Give back every line of the material below that has the string "verge".
....
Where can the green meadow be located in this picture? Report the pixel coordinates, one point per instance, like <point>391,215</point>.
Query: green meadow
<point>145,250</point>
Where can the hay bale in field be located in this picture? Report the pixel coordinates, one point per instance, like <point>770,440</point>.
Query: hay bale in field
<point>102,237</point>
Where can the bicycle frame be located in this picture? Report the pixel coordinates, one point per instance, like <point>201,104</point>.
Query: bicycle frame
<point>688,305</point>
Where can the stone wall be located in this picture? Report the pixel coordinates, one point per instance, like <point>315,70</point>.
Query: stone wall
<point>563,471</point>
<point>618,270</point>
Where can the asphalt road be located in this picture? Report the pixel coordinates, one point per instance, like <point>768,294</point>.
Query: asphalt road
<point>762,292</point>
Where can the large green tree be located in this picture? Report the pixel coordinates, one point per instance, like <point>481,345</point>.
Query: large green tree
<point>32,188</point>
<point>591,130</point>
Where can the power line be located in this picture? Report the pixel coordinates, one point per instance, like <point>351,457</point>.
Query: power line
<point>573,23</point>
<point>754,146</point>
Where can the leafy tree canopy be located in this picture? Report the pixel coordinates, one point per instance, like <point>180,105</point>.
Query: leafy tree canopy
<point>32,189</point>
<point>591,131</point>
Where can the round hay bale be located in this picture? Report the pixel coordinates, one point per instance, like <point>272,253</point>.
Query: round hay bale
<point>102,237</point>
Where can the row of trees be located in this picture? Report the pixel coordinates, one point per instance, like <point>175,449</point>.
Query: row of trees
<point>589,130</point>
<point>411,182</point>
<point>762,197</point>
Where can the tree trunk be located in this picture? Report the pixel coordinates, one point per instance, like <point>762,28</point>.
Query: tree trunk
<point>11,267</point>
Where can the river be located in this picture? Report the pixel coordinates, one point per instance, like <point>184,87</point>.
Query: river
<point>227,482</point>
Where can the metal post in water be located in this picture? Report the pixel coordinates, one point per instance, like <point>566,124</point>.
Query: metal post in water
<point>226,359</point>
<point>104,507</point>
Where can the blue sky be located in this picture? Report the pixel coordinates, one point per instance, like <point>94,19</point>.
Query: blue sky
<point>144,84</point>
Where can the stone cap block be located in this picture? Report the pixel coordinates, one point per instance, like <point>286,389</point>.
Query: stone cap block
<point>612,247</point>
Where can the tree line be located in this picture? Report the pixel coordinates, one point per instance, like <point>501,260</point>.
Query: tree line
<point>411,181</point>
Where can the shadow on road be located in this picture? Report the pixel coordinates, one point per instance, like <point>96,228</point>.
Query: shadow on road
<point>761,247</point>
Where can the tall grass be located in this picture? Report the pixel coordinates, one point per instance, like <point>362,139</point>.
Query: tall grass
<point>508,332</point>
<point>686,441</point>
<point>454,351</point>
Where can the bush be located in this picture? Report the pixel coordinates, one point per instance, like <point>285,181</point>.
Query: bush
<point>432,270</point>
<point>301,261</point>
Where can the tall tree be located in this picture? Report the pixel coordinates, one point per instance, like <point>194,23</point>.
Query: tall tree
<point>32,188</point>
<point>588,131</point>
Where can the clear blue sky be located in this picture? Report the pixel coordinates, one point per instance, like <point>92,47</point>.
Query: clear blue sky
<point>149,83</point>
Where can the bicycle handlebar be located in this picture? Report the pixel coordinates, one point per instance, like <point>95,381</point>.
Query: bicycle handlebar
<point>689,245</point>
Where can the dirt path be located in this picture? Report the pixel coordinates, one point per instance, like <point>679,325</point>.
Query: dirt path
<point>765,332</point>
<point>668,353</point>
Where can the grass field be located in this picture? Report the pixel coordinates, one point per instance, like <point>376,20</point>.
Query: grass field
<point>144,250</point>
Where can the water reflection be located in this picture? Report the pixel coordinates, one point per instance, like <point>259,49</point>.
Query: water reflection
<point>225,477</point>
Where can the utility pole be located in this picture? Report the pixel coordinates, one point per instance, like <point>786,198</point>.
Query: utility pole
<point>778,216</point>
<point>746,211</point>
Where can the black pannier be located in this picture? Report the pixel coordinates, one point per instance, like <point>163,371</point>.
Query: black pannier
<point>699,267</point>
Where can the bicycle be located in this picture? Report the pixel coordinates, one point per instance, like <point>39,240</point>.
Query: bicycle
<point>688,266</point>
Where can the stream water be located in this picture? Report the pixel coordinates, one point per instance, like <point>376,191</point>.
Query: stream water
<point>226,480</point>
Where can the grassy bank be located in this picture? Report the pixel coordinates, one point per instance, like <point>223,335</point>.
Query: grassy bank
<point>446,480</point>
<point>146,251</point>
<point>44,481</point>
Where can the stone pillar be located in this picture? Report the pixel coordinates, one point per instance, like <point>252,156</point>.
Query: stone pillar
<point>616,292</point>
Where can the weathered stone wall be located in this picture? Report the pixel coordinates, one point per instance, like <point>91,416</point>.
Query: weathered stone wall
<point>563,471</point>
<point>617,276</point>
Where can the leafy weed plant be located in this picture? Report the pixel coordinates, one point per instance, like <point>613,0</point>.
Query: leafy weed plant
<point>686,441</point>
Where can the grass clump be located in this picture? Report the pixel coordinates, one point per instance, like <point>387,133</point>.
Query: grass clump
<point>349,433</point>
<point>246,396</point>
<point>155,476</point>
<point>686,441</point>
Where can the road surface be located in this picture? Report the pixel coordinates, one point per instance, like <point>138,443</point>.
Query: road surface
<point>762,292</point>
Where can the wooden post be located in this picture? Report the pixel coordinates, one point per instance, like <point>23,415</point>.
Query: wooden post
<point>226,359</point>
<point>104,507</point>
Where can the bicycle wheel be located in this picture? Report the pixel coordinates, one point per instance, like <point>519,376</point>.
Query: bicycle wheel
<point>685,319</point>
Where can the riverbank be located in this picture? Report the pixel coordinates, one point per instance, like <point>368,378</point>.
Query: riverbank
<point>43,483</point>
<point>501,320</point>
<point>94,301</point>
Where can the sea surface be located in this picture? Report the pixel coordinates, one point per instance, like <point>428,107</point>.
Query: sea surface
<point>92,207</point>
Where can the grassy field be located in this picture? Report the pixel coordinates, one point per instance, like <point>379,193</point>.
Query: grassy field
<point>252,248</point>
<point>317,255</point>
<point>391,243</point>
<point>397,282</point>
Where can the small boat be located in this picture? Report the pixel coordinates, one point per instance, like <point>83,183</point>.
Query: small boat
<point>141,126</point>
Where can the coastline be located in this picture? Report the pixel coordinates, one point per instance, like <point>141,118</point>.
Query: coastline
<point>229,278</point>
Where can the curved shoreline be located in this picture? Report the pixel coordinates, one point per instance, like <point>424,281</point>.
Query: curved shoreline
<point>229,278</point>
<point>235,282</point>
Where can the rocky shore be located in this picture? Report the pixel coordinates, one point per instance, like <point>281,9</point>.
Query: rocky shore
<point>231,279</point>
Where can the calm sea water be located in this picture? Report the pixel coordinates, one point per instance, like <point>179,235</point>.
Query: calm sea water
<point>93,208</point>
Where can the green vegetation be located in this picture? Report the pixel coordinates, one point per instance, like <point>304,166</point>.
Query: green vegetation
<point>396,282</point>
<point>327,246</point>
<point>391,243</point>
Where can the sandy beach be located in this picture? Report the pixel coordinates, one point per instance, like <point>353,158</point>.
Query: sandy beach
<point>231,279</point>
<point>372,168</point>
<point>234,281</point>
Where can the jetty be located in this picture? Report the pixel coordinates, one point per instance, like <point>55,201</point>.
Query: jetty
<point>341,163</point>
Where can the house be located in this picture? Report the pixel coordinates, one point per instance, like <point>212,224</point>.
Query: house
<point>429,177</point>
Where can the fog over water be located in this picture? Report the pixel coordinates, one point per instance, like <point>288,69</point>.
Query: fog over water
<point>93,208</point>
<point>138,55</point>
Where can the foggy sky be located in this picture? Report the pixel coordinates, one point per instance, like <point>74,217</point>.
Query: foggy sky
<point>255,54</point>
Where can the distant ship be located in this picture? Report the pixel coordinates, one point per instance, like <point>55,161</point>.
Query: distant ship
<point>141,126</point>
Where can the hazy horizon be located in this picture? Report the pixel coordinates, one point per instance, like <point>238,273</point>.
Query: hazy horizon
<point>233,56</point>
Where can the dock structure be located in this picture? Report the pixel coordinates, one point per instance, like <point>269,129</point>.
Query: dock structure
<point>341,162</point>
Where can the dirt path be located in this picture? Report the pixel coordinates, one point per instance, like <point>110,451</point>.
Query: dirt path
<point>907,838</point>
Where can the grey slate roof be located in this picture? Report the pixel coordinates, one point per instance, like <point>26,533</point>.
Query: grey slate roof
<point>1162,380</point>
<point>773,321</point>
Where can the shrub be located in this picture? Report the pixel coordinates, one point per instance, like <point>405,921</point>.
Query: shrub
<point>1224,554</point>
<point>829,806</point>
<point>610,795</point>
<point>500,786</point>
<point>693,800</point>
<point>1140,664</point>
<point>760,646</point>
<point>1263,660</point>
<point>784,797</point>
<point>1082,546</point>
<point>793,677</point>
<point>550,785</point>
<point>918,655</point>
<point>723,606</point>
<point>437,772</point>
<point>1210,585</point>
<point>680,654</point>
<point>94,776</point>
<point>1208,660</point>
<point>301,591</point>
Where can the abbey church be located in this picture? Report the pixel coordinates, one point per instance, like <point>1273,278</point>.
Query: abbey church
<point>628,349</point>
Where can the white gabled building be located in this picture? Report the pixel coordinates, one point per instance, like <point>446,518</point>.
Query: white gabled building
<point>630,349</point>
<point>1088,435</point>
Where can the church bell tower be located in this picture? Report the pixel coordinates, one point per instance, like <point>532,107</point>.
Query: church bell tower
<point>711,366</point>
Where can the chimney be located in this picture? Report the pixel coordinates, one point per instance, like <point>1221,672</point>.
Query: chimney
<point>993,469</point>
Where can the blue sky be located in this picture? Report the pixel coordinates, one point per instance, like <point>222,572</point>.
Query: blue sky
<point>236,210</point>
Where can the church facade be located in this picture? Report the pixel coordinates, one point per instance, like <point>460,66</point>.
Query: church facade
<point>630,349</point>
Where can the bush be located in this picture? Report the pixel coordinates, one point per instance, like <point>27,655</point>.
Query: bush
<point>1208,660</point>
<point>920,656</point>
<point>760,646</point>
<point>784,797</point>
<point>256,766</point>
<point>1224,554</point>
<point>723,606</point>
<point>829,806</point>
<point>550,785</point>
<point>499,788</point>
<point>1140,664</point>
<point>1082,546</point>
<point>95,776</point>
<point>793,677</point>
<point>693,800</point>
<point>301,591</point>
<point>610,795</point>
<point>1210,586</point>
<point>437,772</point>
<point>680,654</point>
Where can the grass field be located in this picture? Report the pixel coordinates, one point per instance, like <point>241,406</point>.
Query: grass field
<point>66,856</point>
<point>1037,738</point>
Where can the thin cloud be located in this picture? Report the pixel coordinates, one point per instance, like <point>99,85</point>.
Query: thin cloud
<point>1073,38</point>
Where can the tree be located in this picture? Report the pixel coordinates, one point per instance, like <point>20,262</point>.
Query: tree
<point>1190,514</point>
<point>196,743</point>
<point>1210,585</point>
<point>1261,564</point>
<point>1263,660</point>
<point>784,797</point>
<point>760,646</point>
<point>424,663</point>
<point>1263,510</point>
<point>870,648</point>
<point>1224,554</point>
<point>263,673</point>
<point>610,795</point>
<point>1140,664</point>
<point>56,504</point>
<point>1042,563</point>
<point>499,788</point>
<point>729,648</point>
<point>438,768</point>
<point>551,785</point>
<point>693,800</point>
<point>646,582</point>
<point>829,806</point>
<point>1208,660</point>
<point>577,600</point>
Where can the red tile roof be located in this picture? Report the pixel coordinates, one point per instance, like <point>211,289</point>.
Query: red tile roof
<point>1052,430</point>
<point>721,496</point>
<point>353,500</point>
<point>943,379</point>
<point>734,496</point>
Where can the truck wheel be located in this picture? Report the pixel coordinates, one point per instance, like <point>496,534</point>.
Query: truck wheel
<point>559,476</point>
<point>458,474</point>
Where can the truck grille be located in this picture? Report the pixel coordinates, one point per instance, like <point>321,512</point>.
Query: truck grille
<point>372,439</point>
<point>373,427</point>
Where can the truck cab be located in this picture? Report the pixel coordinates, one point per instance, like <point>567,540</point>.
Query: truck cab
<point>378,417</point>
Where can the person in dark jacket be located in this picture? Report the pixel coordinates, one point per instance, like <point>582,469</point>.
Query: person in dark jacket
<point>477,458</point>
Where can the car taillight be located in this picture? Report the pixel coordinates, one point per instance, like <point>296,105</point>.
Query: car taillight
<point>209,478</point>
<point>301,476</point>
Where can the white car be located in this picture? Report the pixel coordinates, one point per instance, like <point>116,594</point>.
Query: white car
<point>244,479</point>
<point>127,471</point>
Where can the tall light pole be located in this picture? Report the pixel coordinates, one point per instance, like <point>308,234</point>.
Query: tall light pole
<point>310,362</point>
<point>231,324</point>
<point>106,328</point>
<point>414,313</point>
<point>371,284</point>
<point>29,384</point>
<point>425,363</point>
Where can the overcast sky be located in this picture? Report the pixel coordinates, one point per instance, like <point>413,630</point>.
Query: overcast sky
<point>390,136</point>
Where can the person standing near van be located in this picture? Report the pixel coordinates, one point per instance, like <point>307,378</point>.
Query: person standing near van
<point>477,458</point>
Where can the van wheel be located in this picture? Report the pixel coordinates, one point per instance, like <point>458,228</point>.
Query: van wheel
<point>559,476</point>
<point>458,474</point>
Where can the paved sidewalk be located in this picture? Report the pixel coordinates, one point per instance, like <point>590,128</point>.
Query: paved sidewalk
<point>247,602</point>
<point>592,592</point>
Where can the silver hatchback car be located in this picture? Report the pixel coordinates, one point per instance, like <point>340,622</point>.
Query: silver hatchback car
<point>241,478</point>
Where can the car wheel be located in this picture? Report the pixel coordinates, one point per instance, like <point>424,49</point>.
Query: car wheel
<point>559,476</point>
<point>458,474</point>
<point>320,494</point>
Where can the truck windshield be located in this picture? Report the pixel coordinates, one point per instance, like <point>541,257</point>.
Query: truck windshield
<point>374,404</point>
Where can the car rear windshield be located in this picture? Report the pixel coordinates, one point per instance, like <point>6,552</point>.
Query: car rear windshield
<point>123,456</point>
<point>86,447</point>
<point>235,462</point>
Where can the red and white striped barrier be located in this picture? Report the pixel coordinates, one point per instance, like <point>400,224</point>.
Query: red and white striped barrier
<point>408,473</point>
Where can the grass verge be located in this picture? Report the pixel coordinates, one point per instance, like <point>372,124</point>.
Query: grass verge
....
Result for this task:
Where can the grass verge be located in this picture? Report the pixel coordinates, one point per instance, like <point>372,124</point>.
Query: grass verge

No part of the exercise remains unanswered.